- _YOUR OBJECTIVE_: Rewrite the entries from the line with "For the pointing benchmark, tag every instance of the balcony" through the end of the entries, switching "balcony" to "terrace" and leaving everything else unchanged.

- _TASK INPUTS_:
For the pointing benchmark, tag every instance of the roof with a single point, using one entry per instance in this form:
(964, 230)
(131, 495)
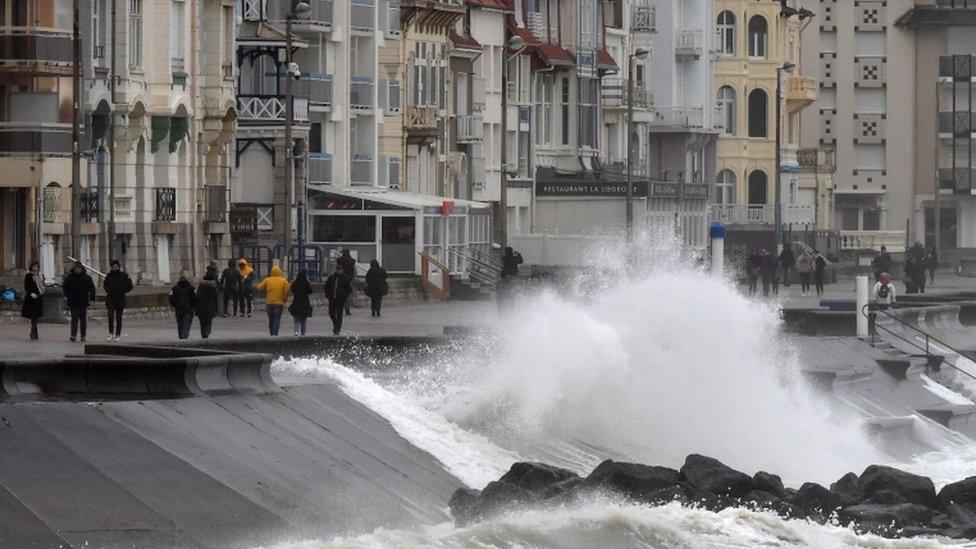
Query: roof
(401, 199)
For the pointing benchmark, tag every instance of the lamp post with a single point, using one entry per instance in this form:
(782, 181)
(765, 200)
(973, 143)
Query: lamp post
(517, 44)
(640, 53)
(291, 69)
(777, 195)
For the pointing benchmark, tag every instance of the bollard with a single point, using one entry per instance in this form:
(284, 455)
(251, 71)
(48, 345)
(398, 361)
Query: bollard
(717, 233)
(862, 302)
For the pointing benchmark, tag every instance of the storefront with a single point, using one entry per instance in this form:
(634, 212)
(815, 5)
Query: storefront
(393, 227)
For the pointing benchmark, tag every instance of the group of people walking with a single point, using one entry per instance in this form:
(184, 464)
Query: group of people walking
(761, 265)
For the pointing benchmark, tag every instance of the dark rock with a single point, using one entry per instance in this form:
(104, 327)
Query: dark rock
(912, 488)
(867, 516)
(769, 483)
(535, 476)
(711, 475)
(962, 492)
(632, 479)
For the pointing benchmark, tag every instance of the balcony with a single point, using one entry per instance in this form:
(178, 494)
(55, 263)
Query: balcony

- _TASK OUTPUT_:
For the pointing benchmark, tag every instance of the terrace with a single point, using one entry per instance in this form:
(178, 494)
(55, 263)
Query: terrace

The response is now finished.